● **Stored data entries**
..........

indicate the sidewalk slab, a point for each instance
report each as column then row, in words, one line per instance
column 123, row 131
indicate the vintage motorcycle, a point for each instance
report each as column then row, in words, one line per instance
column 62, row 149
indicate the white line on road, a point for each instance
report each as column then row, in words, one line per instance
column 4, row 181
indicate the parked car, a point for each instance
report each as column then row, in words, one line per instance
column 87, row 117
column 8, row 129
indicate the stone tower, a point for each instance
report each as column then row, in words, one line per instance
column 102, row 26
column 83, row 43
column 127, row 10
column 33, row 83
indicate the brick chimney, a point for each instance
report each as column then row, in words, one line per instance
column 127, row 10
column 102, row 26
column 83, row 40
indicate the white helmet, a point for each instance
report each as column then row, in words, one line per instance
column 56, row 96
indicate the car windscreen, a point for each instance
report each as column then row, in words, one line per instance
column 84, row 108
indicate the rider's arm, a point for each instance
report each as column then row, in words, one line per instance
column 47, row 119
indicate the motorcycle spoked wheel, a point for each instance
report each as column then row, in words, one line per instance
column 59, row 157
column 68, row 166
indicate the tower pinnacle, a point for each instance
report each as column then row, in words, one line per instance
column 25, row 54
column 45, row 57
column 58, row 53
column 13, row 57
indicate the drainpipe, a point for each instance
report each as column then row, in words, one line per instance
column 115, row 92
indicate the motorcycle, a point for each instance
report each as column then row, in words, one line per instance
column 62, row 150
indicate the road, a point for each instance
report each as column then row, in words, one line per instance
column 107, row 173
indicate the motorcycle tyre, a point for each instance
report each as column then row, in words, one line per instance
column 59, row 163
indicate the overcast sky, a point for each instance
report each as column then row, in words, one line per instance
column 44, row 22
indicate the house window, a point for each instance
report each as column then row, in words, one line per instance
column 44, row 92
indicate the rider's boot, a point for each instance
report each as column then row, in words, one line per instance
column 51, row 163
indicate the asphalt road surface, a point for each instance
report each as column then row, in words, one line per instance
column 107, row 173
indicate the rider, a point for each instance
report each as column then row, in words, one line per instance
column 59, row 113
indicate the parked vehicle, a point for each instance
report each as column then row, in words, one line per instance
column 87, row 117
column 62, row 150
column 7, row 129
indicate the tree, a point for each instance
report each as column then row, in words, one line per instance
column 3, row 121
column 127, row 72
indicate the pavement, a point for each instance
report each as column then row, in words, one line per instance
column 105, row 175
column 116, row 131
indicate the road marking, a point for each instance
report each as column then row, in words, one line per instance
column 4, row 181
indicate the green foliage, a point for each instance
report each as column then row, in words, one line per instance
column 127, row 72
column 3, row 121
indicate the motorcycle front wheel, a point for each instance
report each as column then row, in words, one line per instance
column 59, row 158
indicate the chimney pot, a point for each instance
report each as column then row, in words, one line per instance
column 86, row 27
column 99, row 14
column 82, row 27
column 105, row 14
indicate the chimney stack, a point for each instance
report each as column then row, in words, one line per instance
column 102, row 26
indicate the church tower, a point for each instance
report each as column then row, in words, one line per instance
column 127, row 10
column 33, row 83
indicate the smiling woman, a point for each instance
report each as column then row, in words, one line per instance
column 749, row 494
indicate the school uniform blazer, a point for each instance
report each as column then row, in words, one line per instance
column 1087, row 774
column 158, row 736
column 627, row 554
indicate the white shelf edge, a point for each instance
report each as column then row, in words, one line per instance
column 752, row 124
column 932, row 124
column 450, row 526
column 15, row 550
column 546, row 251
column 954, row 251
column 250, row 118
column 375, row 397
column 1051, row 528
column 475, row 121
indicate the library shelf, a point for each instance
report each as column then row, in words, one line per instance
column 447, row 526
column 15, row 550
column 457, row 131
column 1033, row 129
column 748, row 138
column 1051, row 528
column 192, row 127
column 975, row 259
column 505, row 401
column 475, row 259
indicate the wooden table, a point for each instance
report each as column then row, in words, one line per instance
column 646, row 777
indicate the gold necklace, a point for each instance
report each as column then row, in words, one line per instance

..........

● **AIM OF THE EXERCISE**
Where a line of the records has the string "white", copy that line.

● **TASK RESULT**
indicate the white line on road, a point for each instance
indicate the white helmet, a point for each instance
indicate the white shelf edge, a point for each instance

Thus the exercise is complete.